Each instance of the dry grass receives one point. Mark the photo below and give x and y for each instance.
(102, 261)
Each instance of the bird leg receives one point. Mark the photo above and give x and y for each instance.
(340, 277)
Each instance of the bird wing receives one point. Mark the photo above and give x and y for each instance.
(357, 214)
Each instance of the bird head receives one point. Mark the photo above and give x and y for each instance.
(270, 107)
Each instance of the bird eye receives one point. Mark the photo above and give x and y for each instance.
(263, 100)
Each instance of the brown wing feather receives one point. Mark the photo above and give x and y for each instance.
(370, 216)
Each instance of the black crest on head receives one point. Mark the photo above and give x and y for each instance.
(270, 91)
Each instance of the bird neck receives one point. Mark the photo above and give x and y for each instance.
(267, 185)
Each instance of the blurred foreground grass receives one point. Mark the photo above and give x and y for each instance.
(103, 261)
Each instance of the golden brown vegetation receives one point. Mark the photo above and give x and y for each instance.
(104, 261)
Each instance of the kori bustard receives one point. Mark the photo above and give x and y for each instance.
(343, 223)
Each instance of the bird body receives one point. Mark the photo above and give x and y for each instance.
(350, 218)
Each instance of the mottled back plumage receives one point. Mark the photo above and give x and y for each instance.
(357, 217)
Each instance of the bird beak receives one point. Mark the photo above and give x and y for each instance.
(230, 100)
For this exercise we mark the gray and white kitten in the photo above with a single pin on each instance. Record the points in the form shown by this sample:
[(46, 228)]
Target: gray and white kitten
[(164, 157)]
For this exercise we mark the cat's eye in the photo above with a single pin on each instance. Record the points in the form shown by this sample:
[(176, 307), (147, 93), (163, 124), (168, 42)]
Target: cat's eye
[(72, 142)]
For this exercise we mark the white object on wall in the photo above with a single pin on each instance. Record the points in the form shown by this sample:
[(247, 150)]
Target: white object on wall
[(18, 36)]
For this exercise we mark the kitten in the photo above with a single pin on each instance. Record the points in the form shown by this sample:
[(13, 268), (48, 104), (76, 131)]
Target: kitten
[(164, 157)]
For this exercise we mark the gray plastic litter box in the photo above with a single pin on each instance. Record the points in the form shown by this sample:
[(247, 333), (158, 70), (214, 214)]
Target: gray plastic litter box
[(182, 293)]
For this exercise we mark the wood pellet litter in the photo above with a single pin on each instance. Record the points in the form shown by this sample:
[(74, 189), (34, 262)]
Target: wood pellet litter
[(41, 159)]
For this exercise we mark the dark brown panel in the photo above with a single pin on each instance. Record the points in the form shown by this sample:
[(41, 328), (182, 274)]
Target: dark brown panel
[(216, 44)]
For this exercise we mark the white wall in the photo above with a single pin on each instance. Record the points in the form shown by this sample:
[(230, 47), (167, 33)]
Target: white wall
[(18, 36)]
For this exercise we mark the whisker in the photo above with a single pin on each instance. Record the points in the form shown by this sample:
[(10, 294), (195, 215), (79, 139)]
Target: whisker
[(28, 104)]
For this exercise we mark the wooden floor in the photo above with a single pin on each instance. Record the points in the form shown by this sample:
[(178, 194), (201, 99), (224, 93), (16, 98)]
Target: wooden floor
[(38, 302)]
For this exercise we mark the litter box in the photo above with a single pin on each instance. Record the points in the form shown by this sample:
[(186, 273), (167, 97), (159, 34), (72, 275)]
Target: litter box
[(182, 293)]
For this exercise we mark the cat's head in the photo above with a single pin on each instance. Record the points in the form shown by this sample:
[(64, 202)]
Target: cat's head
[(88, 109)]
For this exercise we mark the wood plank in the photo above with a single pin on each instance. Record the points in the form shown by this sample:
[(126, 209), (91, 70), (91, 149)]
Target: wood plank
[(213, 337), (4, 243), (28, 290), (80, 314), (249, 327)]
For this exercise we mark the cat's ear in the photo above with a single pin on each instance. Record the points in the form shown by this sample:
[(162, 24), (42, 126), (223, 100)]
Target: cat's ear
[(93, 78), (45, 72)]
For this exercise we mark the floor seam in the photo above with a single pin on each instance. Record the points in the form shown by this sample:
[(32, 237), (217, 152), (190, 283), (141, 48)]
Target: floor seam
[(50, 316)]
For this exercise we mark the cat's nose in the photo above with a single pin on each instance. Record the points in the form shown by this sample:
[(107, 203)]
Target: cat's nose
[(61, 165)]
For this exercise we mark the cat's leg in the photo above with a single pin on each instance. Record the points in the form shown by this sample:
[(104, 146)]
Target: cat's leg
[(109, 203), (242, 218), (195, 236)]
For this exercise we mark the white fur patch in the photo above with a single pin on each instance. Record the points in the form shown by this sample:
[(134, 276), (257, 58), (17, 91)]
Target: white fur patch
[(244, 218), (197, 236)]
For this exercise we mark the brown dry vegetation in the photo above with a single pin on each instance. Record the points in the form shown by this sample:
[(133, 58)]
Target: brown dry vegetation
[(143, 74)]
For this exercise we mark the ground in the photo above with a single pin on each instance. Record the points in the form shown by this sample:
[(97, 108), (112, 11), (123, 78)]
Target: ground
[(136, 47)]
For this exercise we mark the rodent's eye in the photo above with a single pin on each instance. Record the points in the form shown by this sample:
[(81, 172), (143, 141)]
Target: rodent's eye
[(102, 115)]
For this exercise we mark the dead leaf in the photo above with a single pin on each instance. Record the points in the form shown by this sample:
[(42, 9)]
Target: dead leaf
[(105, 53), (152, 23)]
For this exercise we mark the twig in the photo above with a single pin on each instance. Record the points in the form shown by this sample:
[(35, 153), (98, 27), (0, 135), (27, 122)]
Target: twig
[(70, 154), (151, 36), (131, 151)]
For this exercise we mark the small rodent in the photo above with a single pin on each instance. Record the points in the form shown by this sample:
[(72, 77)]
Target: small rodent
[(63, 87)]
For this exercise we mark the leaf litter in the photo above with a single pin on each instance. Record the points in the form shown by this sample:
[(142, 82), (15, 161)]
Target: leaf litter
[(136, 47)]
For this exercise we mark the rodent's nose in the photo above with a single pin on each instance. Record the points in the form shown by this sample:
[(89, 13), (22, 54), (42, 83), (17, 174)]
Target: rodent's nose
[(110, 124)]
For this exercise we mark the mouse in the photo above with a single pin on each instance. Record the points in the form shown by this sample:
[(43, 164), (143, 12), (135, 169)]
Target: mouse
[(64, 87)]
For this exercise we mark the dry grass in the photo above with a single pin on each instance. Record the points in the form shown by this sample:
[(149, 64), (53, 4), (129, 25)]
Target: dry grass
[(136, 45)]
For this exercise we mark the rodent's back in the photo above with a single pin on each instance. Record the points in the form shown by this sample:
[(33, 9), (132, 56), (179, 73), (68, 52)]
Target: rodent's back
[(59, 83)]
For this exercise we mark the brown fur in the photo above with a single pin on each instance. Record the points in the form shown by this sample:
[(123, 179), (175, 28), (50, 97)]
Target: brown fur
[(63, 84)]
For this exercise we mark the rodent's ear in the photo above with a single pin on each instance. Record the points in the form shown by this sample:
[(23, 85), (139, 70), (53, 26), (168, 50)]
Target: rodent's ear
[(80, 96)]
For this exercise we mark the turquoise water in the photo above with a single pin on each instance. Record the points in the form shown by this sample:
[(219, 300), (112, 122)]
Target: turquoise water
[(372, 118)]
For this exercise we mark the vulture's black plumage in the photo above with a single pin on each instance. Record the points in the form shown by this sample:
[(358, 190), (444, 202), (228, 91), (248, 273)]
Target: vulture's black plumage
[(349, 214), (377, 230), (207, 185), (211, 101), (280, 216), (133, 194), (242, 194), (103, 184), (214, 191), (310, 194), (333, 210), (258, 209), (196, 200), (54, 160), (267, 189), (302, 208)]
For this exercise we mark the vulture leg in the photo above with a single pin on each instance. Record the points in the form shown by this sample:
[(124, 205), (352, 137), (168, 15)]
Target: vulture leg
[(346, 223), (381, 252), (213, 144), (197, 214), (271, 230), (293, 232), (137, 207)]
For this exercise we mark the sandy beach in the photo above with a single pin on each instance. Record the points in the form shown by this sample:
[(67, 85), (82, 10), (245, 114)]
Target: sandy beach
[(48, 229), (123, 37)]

________

### AIM OF THE EXERCISE
When you reach the line with "Target: mouse" in the records above, start writing out lines exactly, and stop once the line with "For this exercise we mark the rodent's back" has been written; include nothing else.

### EXERCISE SOLUTION
Target: mouse
[(64, 87)]
For this exercise we mark the dry grass in the photo above with a single pin on each instance. Record the points in the form shown by this sample:
[(149, 64), (53, 4), (129, 25)]
Target: dry grass
[(136, 45)]
For this exercise we mark the rodent's back in the photo above with a single pin on each instance. Record the points in the form shown by this sample:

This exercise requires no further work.